[Pointing data excerpts]
== == ==

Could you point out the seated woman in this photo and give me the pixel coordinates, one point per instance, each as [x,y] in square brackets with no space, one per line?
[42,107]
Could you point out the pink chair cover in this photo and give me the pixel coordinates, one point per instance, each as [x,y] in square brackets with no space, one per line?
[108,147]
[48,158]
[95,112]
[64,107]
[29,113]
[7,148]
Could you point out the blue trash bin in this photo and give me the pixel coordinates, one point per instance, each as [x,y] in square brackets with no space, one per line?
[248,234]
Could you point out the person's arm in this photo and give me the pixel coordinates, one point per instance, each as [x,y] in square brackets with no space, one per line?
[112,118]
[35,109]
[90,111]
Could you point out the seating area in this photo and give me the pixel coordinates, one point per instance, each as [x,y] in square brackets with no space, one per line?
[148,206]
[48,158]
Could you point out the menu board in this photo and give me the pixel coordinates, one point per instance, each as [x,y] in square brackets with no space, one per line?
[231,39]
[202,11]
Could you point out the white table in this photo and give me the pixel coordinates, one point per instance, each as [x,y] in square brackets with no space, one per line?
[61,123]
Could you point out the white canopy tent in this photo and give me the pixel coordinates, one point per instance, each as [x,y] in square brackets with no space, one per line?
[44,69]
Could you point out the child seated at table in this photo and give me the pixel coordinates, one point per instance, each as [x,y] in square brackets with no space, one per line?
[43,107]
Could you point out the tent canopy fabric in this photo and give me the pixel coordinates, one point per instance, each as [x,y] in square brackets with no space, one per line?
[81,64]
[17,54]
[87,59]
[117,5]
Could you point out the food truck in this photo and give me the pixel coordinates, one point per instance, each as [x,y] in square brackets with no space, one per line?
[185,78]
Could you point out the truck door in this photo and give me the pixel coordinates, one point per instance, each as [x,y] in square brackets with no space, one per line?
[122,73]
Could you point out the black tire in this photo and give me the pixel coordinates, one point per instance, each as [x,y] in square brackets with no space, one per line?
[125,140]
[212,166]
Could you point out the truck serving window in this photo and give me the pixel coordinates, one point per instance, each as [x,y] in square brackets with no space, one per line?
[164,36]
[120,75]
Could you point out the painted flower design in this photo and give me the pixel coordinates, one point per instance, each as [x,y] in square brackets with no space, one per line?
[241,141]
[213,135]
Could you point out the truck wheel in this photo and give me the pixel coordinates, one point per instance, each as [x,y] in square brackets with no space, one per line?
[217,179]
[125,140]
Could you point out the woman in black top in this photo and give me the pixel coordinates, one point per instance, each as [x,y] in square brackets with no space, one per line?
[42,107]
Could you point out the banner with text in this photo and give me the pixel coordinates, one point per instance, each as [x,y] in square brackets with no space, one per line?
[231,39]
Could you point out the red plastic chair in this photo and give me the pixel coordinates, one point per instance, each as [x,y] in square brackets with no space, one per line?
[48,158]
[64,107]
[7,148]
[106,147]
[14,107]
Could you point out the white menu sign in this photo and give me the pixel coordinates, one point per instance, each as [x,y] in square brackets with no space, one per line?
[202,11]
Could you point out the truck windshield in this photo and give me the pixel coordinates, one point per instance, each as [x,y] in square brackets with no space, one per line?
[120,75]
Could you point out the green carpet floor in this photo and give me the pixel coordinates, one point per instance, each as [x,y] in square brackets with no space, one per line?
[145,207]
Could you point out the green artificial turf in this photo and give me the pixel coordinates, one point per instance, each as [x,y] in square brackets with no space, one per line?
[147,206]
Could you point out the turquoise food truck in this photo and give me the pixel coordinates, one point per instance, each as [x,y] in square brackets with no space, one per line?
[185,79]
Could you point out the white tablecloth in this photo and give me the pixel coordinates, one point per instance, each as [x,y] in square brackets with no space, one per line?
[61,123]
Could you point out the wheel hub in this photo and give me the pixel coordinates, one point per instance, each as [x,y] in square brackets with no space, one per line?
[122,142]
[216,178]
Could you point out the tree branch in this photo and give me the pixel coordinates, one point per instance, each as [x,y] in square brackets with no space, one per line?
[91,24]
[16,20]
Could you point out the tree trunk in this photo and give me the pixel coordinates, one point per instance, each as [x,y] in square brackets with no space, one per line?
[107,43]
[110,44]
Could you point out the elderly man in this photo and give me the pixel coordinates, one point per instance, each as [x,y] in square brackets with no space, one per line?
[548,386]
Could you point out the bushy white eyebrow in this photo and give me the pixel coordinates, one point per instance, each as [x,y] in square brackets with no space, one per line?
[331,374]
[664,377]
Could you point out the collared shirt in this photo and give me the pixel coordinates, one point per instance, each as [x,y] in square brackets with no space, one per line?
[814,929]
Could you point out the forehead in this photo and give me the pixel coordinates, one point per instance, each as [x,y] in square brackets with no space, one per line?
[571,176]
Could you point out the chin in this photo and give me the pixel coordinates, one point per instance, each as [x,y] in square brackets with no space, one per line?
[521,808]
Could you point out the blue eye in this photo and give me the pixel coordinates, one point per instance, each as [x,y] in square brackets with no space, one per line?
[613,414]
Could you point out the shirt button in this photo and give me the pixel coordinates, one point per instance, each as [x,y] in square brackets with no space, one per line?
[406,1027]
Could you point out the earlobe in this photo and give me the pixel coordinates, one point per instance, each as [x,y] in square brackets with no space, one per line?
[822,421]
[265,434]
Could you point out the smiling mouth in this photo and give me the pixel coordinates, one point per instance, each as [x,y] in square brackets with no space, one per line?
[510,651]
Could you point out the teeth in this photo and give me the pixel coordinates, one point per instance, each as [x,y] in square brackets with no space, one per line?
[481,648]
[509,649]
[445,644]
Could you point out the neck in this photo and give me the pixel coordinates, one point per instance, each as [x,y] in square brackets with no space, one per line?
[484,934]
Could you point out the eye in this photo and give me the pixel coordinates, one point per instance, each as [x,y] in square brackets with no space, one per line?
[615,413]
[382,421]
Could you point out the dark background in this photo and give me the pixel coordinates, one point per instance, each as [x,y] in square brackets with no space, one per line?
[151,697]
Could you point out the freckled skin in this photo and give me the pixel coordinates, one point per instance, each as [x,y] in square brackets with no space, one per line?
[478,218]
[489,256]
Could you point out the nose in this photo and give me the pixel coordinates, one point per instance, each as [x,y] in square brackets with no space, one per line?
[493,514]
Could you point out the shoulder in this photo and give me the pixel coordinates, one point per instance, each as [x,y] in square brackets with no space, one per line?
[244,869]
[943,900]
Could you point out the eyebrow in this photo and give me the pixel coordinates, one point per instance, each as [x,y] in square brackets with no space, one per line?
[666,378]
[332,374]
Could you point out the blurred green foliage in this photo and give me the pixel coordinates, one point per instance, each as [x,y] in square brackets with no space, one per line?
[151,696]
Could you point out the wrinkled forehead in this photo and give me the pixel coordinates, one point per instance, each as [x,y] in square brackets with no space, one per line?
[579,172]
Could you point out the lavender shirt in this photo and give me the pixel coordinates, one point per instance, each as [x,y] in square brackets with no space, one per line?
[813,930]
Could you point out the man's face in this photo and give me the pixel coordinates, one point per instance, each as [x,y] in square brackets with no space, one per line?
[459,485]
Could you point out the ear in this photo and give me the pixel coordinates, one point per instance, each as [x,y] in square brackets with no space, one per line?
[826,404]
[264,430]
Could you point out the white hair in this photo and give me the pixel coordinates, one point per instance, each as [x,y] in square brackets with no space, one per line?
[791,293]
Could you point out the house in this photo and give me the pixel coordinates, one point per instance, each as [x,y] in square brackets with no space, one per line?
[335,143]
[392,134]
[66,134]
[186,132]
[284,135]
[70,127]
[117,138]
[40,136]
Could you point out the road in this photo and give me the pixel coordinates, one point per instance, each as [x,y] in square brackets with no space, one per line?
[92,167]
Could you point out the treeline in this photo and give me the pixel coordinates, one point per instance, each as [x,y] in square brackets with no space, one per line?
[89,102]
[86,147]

== == ==

Could you format every one of the records above as a two-column CSV with columns named request and answer? Give one row per request, with its text and its answer each in a single quoted field and line breaks replaced by spaces.

Output of the exercise »
request,answer
"Could you point out the seated woman in this photo and give me the pixel coordinates, one point per instance, each as [x,y] in square brackets with no space, one per line?","[42,107]"
"Could you point out the pink chair cover in this photo and give me the pixel coordinates, one point per instance, each as [x,y] in square brackets with no space, one per line?","[108,147] [48,158] [95,112] [64,107] [29,113] [7,148]"
"Could you point out the blue trash bin in this photo and give me the pixel coordinates, one point per instance, each as [x,y] in square brackets with no space, one per line?","[248,234]"
"Could you point out the person's arm in this photo and give me the pixel coordinates, one point per instance, each as [x,y] in square brackets with no space, one per line?","[112,118] [35,109] [90,111]"
"Could you point out the seating area in this photo and give me the pixel coordinates, one point per instance, each as [x,y] in square brackets with no space, one per line?","[148,206] [48,158]"
"Could you point out the menu board in this photo and give me the pixel coordinates, one point per instance, each as [x,y] in square brackets with no space, one per line?","[231,39] [202,11]"
"Could you point out the white table in this photo and give me the pixel coordinates, one point per instance, each as [x,y] in square brackets with no space, one per line?","[61,123]"
"Could you point out the white canopy tent in this photo and give me the pixel coordinates, one point per instance, each as [x,y] in square brackets with no space, one per line?","[44,69]"
"Could you point out the child seated at table in this photo and give me the pixel coordinates, one point per instance, each as [x,y] in square brackets with no space, one per line?","[43,107]"
"Could you point out the tent canopy fabric in this photo and give me the pixel coordinates, one point per instance, each as [x,y] in square brackets with no space, one per line?","[81,64] [17,54] [87,59] [117,5]"
"Could you point out the food truck in this photo and give me the pixel coordinates, one point per instance, each as [x,y] in square brackets with no space, one per line?","[185,78]"
"Could you point out the truck door in this photo and give me the pixel coordinates, one point per instance, each as [x,y] in square brackets with no space, one per line?","[122,73]"
"Could you point out the black tire in this photo and give me the pixel coordinates, one point per instance, each as [x,y] in square brackets with no space, one per line?","[125,140] [212,166]"
"Could you point out the truck serving window in this photo and give me the pixel coordinates, one point per instance, each as [x,y] in square brackets with no space, one per line?","[164,36] [120,75]"
"Could you point out the painted flower design in this photo and give me the pixel coordinates, one point per instance, each as [x,y] in square brackets with no space, one per line?","[241,141] [213,135]"
"Could you point out the truck wheel in this photo and give me the pixel coordinates, one point per instance, each as [x,y] in square brackets with no space, one per line?","[217,179] [125,140]"
"Could you point out the woman in black top in this photo and give me the pixel coordinates, one point per instance, each as [x,y] in square brackets with no space, one per line?","[42,107]"
"Could you point out the banner with text in this photo and give me the pixel coordinates, one point per instance, each as [x,y] in square brackets with no space, one per line?","[231,39]"
"Could you point out the red plastic chair in this photo and give me the pixel coordinates, one point per instance, each as [x,y] in square brackets with no space, one per line?","[48,158] [64,107] [7,148] [106,147] [14,107]"
"Could you point out the white menu sign in this photo and give me the pixel coordinates, one point per instance, each as [x,y] in square brackets with no space, one per line?","[202,11]"
"Could you point out the truck windshield in this photo and give me the pixel coordinates, one point per instance, each as [x,y] in square brackets with no space, one per line?","[120,75]"
"Could you point out the green carpet floor in this photo and give me the pixel coordinates, one point per instance, each as [x,y] in square brackets with no space, one per line?","[145,207]"
"Could you point out the green artificial turf in this photo and give me the pixel coordinates, one point per instance, each as [x,y] in square brackets with no space, one per line?","[147,206]"
"Could you point out the turquoise food truck in this photo and give me the pixel coordinates, one point per instance, each as [x,y] in square brackets with no space, one per line?","[185,79]"
"Could you point out the white tablecloth in this photo and give me the pixel coordinates, one point per instance, each as [x,y] in square brackets with no space, one per line?","[61,123]"
"Could you point out the wheel hub in this photo and give me the pixel coordinates, one point per instance, each as [x,y] in square brackets with no space, one per line?","[122,142] [216,178]"
"Could you point out the tree branch in this photo and give me the pixel coordinates, one point per instance, each as [x,y] in square brackets with no space, one per line?","[91,24] [16,20]"
"Could you point out the tree trunk in this photo and give me the pixel coordinates, one point per instance, each as [x,y] in square brackets with no space, one per line?","[107,43] [110,44]"
"Could you point out the elderly man in this photo and give me the pixel coordinates, one point per instance, each as [x,y] in square brackets with no space, one per line?","[548,386]"
"Could you point out the bushy white eyebrow in this photo and give me the pixel coordinates, one point per instance, each as [x,y] in square brackets with no space, one per line?","[331,374] [664,377]"
"Could you point out the collared shirt in this photo and give me the pixel coordinates, one point per instance, each as [x,y] in square brackets with no space, one per line?","[814,929]"
"Could you point out the forehead in this photo and give me the pixel coordinates, one point per instance, each as [x,y] in square brackets with no space, one per line?","[571,176]"
"Could you point out the chin in this photo and give me the pixel coordinates, one point per instance, each as [x,y] in square brackets with no space, one per line?","[521,808]"
"Could you point out the blue eye in this photo and give me the pixel coordinates, one point per instance, each as [x,y] in square brackets with no space, one per line?","[613,414]"
"Could you point out the shirt button in this photo and give me the pixel coordinates, one point per instance, each as [x,y] in square brackets with no space, one per line?","[406,1027]"
"Could you point out the earlobe in this photo and give me the pixel coordinates, one point per instance, each as [x,y] in square brackets with no space, one per line?","[822,421] [265,434]"
"Could you point out the smiling mouth in this photo and give me the pixel coordinates, one point per instance, each as [x,y] in square brackets with no space, one per line?","[510,651]"
"Could you point out the teeth in this photo and give me the pixel coordinates, one point per instance, each as [x,y] in square brackets with no space, one per line?","[481,648] [509,649] [445,644]"
"Could you point out the neck in this photo and give me the pixel coordinates, one point per instance, each as [x,y] in square brackets with no space, one per line?","[484,934]"
"Could you point out the eye in this photo and give me the pixel coordinates, one point per instance, each as [x,y] in square brackets with no space, one per line?","[615,413] [382,421]"
"Could you point out the dark background in this photo and give me the pixel coordinates, one point per instance, each as [x,y] in square brackets with no space, one per line?","[151,697]"
"Could you point out the freckled skin in this photo and give me the pixel coordinates, one point per instance, each as [x,y] in square brackets with no space, one per line?","[478,218] [489,256]"
"Could you point out the nose in this photo and give me the pixel coordinates, one point per instance, each as [x,y] in square brackets with no space, one per line?","[493,514]"
"Could you point out the shoulder in this photo and give me the pixel coordinates, one point per instance, each as [x,y] in square brackets with no space, one per line?","[244,869] [943,900]"
"Could you point out the eyebrow in this photo and give me the pixel coordinates, one point per instance, each as [x,y] in square brackets with no space, one per line?","[666,378] [332,374]"
"Could you point out the blurred green foliage in this photo and give me the pixel coordinates, one point per instance, each as [x,y] in square brackets with no space, one per line?","[151,696]"
"Could you point out the wrinkled forehead in this photo and give me the pixel coordinates, one point per instance, each as [x,y] in square brackets with no space, one per line?","[579,172]"
"Could you point out the lavender shirt in this photo and give me the pixel coordinates, one point per instance, each as [x,y] in square brackets with no space, one per line?","[813,930]"
"Could you point out the man's face in this photo and give me the pixel coordinates, one point per instance, each as [x,y] in square brackets with no space, one per line?","[459,485]"
"Could you point out the ear in this photo and give me the pixel coordinates, one point per instance, each as [x,y] in square brackets with no space, one per line?","[826,404] [264,430]"
"Could you point out the white hair in this photo and give me the pixel coordinates, one point per instance, each as [x,y] in square brackets with no space, one per line?","[791,293]"
"Could you point out the house in this photo and give me the pixel coordinates, one point per instance, each as [x,y] in square brackets with no space, one per line?","[335,143] [392,134] [66,134] [186,132] [284,135] [70,127] [117,138] [40,136]"
"Could you point out the road in this photo and give me the pixel coordinates, one point per instance, each as [x,y] in square brackets with no space, one per line?","[92,167]"
"Could you point out the treeline in this photo and give me the pixel coordinates, one point per instance, each as [x,y] in square brackets with no space, one per line?","[89,102] [86,147]"